• **TASK DIRECTIONS**: Please copy the items from the line containing "Target: tiled floor" through the line containing "x=367 y=273", substituting "checkered" for each "plaid" and keeping everything else the same.

• **DATA LINES**:

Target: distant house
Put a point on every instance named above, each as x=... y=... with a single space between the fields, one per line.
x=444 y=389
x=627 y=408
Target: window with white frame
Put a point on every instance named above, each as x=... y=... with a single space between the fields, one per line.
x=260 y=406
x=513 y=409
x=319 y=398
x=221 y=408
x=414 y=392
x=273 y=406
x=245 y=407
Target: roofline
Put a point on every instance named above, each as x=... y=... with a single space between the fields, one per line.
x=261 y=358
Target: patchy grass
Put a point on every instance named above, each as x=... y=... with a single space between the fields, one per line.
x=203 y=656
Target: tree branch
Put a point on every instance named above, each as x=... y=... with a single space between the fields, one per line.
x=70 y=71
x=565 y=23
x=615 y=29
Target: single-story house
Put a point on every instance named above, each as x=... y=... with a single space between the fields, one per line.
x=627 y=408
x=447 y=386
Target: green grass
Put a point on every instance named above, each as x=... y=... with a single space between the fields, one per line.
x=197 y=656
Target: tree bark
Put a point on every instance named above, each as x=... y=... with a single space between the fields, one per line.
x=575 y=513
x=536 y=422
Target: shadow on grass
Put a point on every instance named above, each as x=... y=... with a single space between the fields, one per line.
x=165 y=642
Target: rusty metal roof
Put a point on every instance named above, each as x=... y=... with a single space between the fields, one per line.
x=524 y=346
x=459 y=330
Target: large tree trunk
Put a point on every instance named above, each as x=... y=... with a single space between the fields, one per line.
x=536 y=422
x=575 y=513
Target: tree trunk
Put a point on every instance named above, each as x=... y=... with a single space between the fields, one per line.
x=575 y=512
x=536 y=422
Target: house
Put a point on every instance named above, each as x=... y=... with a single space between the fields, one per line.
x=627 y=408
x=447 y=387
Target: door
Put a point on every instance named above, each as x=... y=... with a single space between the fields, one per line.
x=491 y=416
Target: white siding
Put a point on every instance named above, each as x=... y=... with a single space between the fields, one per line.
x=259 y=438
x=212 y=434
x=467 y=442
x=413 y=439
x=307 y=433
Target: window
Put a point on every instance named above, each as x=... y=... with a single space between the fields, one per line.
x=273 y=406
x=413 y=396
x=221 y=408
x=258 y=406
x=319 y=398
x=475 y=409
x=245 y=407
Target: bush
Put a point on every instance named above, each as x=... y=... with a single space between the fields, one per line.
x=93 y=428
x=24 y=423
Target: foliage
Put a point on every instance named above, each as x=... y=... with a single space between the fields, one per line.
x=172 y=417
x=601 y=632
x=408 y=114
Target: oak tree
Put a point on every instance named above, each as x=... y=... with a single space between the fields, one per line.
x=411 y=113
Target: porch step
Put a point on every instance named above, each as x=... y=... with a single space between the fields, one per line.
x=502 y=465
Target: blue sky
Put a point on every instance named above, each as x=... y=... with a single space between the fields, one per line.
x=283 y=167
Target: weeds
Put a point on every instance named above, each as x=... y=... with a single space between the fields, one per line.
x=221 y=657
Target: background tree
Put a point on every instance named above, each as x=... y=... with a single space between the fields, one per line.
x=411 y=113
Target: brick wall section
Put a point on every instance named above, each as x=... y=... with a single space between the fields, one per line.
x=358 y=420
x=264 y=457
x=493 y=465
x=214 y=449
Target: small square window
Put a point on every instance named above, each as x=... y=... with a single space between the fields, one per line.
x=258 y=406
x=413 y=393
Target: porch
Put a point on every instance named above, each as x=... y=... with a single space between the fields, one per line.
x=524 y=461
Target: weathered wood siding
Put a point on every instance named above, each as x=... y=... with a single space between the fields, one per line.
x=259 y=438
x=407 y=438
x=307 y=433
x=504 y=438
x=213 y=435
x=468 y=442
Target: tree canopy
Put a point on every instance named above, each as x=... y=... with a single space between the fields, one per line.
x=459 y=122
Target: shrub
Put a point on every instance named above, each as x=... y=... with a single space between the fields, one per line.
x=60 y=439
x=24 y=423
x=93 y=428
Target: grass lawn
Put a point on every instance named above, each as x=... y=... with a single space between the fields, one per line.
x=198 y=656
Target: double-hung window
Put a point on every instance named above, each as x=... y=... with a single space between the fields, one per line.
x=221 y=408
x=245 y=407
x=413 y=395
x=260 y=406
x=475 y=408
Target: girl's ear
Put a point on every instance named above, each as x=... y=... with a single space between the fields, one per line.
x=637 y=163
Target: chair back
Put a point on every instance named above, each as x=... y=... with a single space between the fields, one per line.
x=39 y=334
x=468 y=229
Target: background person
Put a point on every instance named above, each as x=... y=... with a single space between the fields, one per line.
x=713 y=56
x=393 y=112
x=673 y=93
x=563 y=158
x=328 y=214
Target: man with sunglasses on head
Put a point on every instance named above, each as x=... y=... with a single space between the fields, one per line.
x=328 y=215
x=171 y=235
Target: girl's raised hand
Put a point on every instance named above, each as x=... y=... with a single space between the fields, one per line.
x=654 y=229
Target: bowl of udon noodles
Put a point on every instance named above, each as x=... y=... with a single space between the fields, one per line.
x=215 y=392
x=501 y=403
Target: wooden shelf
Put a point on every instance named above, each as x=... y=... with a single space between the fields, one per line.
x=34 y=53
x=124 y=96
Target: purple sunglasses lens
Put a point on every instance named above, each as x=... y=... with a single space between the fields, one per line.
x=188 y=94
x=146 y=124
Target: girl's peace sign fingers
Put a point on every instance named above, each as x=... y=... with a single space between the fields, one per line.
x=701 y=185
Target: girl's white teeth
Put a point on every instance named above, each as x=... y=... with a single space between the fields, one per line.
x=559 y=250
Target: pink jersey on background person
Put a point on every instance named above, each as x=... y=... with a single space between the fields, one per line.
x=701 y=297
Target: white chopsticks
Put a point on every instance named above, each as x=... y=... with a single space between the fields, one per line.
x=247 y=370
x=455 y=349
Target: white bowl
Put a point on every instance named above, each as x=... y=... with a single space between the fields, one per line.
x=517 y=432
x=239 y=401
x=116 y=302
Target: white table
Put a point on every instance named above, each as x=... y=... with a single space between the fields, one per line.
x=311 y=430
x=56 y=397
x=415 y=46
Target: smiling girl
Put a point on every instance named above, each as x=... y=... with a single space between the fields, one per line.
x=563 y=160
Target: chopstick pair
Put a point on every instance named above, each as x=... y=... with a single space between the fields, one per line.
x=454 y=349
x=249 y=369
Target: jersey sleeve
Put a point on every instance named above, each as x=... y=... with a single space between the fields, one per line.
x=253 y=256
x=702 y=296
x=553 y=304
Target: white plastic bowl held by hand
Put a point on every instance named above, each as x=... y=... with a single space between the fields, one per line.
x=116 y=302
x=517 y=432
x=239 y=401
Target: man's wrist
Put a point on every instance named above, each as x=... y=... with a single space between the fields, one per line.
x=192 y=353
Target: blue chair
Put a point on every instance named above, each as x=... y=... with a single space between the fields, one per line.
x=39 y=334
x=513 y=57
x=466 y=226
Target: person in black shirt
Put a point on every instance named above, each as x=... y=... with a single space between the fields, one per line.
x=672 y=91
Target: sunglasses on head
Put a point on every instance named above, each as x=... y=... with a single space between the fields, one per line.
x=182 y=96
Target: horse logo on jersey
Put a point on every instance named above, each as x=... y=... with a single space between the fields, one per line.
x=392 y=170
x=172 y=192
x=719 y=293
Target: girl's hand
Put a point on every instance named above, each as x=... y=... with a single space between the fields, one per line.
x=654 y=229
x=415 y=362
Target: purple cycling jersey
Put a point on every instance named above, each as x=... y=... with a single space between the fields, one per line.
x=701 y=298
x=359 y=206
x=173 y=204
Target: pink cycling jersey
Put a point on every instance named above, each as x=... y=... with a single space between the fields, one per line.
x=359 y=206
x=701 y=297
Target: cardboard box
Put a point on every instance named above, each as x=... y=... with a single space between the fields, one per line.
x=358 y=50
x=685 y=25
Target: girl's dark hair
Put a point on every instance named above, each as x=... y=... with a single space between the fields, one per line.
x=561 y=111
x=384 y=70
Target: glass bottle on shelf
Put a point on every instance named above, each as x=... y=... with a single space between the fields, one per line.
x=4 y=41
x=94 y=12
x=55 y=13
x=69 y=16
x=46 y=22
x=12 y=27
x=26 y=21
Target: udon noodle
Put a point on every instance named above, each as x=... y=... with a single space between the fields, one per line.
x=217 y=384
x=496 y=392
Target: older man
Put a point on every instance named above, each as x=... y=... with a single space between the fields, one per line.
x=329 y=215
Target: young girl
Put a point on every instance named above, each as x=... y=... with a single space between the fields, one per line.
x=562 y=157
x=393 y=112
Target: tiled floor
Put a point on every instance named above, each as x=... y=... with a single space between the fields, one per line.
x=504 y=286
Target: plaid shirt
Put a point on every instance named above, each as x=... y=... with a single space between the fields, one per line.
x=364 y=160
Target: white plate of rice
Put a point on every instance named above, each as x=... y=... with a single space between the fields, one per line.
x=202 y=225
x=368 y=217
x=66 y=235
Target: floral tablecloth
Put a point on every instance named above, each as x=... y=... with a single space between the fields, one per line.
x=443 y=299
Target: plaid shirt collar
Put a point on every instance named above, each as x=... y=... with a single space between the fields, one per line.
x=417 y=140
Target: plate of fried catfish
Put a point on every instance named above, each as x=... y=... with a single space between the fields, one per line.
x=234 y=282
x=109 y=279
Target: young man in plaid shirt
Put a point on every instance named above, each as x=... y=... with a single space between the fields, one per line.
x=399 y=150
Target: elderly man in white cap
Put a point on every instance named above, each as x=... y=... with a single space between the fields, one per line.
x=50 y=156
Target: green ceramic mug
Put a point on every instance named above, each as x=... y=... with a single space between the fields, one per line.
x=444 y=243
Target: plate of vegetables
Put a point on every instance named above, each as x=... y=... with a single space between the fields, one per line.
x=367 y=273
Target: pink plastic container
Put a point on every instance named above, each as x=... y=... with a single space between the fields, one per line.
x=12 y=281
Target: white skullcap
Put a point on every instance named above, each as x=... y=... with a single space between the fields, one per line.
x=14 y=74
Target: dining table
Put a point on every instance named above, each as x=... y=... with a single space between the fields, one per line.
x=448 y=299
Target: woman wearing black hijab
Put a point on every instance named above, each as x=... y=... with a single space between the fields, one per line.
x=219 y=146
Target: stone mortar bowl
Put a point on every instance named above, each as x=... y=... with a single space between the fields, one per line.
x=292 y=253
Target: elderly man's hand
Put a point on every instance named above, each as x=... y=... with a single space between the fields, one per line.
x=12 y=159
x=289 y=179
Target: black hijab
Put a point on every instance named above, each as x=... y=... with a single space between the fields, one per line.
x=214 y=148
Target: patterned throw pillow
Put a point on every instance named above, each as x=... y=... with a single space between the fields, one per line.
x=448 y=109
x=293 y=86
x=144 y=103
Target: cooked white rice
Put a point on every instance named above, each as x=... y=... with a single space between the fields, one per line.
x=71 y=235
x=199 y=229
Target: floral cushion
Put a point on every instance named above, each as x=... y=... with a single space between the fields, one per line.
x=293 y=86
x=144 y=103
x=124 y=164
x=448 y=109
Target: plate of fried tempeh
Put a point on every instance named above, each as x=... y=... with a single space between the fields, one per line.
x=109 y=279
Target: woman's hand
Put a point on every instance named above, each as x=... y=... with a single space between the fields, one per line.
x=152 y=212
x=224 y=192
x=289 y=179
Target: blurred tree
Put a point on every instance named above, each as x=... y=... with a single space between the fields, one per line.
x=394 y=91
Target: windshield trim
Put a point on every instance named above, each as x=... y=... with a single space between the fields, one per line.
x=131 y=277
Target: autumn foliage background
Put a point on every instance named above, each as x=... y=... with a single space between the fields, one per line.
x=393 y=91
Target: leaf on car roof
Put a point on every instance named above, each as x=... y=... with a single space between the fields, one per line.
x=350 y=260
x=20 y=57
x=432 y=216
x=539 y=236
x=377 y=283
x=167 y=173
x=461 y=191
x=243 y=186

• **EXERCISE OUTPUT**:
Target: tiled floor
Put a point on every instance named above, each as x=... y=... with a single space between the fields, one per line.
x=504 y=286
Target: checkered shirt
Put a point on every instance named above, each as x=... y=... with a single space between the fields, one per line.
x=364 y=160
Target: white plate of rice
Put a point on every instance named above, each as x=... y=... with a single space between the fields, one per line.
x=202 y=225
x=368 y=217
x=66 y=235
Target: floral tablecloth
Put a point on every instance named above, each as x=... y=... with a single space between the fields, one per line.
x=443 y=299
Target: checkered shirt collar
Put a point on every instance named above, each as x=... y=... with a single space between the fields, one per line.
x=417 y=140
Target: plate of fried catfish
Put a point on every instance named above, each as x=... y=... with a single space between the fields, one per line.
x=234 y=282
x=109 y=279
Target: young man in checkered shirt
Put a point on every instance named above, each as x=... y=... with a single space between the fields, one per line.
x=399 y=150
Target: elderly man in white cap
Put a point on every instance named above, each as x=... y=... with a single space between the fields, one per line.
x=50 y=156
Target: green ceramic mug
Put a point on every instance named above, each as x=... y=... with a single space between the fields, one per line.
x=444 y=243
Target: plate of vegetables
Put a point on every instance named above, each as x=... y=... with a single space between the fields, one per line.
x=367 y=273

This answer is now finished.